PROMPT: What you return must match the records character for character.
::: SOURCE DATA
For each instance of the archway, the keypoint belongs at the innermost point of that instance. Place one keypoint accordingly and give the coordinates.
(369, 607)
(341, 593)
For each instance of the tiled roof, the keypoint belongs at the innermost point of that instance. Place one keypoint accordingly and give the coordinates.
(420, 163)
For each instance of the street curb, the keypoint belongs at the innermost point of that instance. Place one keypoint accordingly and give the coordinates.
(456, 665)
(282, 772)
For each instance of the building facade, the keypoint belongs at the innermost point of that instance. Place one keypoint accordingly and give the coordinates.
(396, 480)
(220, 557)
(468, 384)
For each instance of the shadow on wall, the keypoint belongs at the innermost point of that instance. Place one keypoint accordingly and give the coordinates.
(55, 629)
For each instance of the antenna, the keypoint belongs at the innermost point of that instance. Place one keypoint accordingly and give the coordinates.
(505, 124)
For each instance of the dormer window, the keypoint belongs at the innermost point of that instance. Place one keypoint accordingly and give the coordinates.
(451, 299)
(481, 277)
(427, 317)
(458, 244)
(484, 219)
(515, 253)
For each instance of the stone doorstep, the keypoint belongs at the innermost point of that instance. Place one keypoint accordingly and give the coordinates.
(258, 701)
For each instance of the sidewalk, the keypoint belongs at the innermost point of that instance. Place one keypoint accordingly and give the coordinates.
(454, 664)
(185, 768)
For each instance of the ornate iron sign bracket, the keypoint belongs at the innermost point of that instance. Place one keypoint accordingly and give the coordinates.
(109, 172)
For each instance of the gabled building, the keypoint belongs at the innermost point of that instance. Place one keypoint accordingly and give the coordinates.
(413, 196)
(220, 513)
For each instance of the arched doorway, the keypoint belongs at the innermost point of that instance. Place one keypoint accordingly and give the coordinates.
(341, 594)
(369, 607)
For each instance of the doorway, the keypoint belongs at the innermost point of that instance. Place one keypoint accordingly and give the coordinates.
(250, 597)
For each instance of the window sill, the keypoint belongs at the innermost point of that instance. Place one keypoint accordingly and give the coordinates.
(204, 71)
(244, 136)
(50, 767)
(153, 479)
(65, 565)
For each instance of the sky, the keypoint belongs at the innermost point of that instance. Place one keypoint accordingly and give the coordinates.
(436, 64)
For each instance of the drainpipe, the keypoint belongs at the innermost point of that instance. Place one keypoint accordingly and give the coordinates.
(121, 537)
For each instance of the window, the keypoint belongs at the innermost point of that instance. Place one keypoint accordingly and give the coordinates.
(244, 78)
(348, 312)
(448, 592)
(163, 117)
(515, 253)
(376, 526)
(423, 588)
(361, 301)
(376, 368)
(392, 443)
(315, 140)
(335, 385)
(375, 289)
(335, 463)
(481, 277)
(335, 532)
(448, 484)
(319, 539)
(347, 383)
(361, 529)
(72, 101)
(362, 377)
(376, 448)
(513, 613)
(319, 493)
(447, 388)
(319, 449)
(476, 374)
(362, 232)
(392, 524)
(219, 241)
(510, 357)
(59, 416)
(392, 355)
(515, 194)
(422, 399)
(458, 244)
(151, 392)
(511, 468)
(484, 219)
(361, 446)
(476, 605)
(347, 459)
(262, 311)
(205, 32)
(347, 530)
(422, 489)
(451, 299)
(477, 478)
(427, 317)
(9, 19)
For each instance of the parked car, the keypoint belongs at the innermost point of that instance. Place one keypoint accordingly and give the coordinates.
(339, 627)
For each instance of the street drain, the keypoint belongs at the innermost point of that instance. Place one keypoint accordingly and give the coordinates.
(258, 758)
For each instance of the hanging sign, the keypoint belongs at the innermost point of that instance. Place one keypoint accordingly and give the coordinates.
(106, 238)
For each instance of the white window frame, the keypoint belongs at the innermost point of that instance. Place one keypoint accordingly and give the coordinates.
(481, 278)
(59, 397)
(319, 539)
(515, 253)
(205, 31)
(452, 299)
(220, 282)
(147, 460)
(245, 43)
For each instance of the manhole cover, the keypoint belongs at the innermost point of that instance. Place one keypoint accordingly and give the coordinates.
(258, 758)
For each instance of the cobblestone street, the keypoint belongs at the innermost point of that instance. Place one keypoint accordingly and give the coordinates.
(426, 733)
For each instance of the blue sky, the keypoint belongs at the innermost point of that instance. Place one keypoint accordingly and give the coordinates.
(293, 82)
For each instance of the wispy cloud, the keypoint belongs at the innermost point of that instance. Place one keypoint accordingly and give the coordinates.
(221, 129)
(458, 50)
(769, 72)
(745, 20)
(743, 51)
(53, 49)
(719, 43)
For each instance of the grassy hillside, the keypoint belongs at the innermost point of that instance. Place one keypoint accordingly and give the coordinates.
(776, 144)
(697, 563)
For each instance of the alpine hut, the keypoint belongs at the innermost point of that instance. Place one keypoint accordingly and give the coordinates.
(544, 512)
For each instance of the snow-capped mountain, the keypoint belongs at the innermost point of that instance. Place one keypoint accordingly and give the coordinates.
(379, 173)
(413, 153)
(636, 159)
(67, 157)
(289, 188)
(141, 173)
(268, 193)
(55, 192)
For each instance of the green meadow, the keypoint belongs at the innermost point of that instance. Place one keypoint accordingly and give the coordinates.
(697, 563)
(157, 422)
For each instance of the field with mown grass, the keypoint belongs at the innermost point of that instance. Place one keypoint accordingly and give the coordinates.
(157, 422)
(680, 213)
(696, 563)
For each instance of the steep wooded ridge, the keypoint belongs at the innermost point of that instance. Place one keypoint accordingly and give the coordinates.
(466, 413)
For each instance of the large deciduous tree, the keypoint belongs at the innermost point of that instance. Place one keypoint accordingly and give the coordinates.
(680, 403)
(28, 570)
::::::
THE COMPLETED TASK:
For each instance of the archway, the keypoint belongs at the innermost point of that instance. Place one keypoint accordingly and give the coordinates.
(369, 607)
(341, 593)
For each instance of the tiled roof, the keypoint belongs at the innermost point of that instance. Place one keypoint accordingly and give the coordinates.
(420, 163)
For each instance of the street curb, the keypoint belongs at the innermost point of that instance. Place one keypoint accordingly and give the coordinates.
(456, 665)
(282, 772)
For each instance of the building facade, the keypoint belongs at the innermost point of that instance. Place one keypoint accordingly and give the coordinates.
(396, 480)
(220, 557)
(468, 384)
For each instance of the shadow on wall, the keypoint belongs at the innermost point of that instance. Place one keypoint accordingly and give the coordinates.
(55, 629)
For each instance of the antenna, the keypoint belongs at the innermost point of that instance. Place one keypoint accordingly and give the coordinates.
(505, 124)
For each instance of the dormer window, the keypoint belongs at the innermost point of that instance. Place one keypoint accordingly and give the coordinates.
(451, 299)
(481, 277)
(427, 317)
(458, 244)
(484, 219)
(515, 253)
For each instance of the stone doorstep, the keypoint belongs at the innermost point of that instance. Place one keypoint accordingly and give the coordinates.
(258, 701)
For each instance of the sidewalk, the keypoint belongs at the innermost point of that instance. Place one keypoint accordingly and give the coordinates.
(454, 664)
(185, 768)
For each instance of the ornate iron sign bracket, the keypoint belongs at the innermost point of that instance. Place one keypoint accordingly and give the coordinates.
(109, 172)
For each instance of the gabled building, the keypoint belongs at the innermost point of that instance. Place one keypoint accordingly and give the coordinates.
(413, 196)
(220, 513)
For each instance of the arched doorway, the keypoint belongs at the innermost point of that instance. Place one keypoint accordingly and give the coordinates.
(341, 594)
(369, 607)
For each instance of the doorway, the keypoint belongs at the innermost point of that instance. Place one keypoint accordingly and give the coordinates.
(250, 597)
For each instance of the window sill, the keypoint belongs at the innermost point of that instance. Place one keypoint accordingly and give the coordinates.
(204, 71)
(244, 136)
(50, 767)
(153, 479)
(65, 565)
For each instance of the sky, the keypoint belongs at the innermost point of that instance. Place one keypoint accordingly and give the coordinates.
(436, 64)
For each instance of the drainpipe, the keypoint belongs at the innermost point of that instance. Place one keypoint accordingly and give the coordinates.
(121, 537)
For each instance of the window, the keypoint belongs at the innermost point of that instance. Place one keypoint accordingly and give the coordinates.
(244, 78)
(348, 312)
(448, 592)
(163, 117)
(515, 253)
(376, 526)
(423, 588)
(361, 301)
(376, 368)
(392, 443)
(315, 140)
(335, 385)
(375, 289)
(335, 463)
(481, 277)
(335, 532)
(448, 484)
(319, 539)
(347, 383)
(361, 529)
(72, 101)
(362, 377)
(376, 448)
(513, 613)
(319, 493)
(447, 388)
(319, 449)
(476, 374)
(362, 232)
(392, 524)
(219, 241)
(510, 357)
(59, 416)
(392, 355)
(515, 194)
(422, 399)
(458, 244)
(151, 392)
(511, 468)
(484, 219)
(361, 446)
(476, 605)
(347, 459)
(262, 311)
(205, 32)
(347, 530)
(422, 489)
(451, 299)
(477, 478)
(427, 317)
(9, 19)
For each instance of the parked car, the keypoint belongs at the innermost point of that instance. Place one keypoint accordingly and give the coordinates.
(339, 627)
For each instance of the street drain, the keypoint belongs at the innermost point of that instance. Place one keypoint accordingly and give the coordinates.
(258, 758)
For each instance of the hanging sign, the keypoint belongs at the innermost point of that instance. Place one keypoint accordingly and give the coordinates.
(106, 238)
For each instance of the white window frame, the keypoint belongs at the innermost point of that instance. Place one keypoint accordingly and give the coordinates.
(481, 278)
(59, 397)
(319, 539)
(515, 253)
(205, 31)
(452, 299)
(220, 282)
(147, 460)
(245, 43)
For each instance of the manhole cover, the keypoint belongs at the innermost point of that instance. Place one keypoint accordingly and give the coordinates.
(258, 758)
For each instance of the cobblestone street, the keypoint belongs at the innermost point of that instance. Place one keypoint accordingly and give the coordinates.
(426, 733)
For each instance of the blue sky, the keypoint belongs at the innermost point of that instance. Place one keypoint accordingly and give the coordinates.
(293, 82)
For each instance of the wispy cloud, the keypoint belongs at the innermost point of that instance. Place one keypoint accordingly and give the coordinates.
(221, 129)
(458, 50)
(769, 72)
(745, 20)
(743, 51)
(53, 49)
(719, 43)
For each instance of the grassy hillside, the keypoint belongs at the innermost point of that instance. Place one keypoint accordingly and give the coordinates.
(776, 144)
(697, 563)
For each instance of the alpine hut, the keypoint belongs at the innermost point of that instance. Place one keypoint accordingly and give the coordinates.
(544, 512)
For each instance of the snow-capped mountain, the keypoint belongs at the innermost point of that instance. Place one keypoint accordingly and give the coordinates.
(379, 173)
(413, 153)
(636, 159)
(67, 157)
(289, 188)
(141, 173)
(268, 193)
(55, 192)
For each instance of the green meadow, the keypoint belongs at the innermost point of that instance. Place one keypoint accordingly and give the coordinates.
(697, 563)
(157, 422)
For each instance of the field with mown grass, the keypoint belongs at the innermost point of that instance. Place one keypoint accordingly and give the coordinates.
(157, 422)
(680, 213)
(696, 563)
For each instance of the steep wooded ridge, the keypoint belongs at the innermost point of that instance. Place one keypoint accordingly and give the coordinates.
(466, 413)
For each instance of the large deciduous tree, the keypoint belongs at the innermost point of that instance. Place one keypoint accordingly and give the coordinates.
(680, 403)
(28, 570)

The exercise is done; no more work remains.